BRIEF: The lines to return are those below that contain the word "pointer".

MATERIAL FOR THIS TASK:
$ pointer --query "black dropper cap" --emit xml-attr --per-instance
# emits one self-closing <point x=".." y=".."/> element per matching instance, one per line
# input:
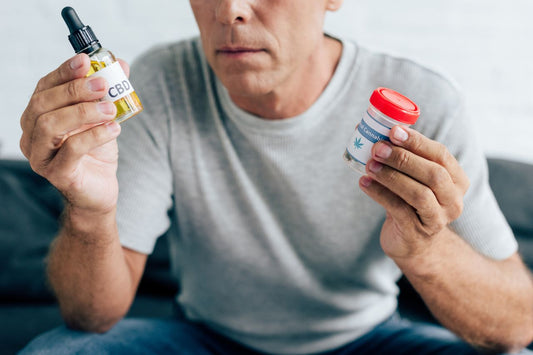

--

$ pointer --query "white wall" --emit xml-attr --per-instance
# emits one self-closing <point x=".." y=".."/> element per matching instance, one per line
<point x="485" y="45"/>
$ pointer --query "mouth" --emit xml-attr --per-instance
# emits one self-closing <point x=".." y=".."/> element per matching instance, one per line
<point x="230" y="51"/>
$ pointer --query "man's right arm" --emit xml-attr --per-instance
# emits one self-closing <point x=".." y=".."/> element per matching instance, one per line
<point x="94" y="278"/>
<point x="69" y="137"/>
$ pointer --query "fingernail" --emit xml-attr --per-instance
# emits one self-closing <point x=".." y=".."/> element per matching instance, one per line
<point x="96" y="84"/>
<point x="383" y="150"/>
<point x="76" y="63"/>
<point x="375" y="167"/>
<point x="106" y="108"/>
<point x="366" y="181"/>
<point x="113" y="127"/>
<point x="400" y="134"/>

SOLUTION TO THIS TASK:
$ pointer --query "black dropper cap" --emit xml-attr --per-instance
$ pointer --query "white wall" --emit xml-attr --per-instance
$ pointer --query "mouth" --emit xml-attr --per-instance
$ pointer --query "man's right arm" --emit xml-attr --per-instance
$ pointer --query "fingernail" --emit xml-attr --per-instance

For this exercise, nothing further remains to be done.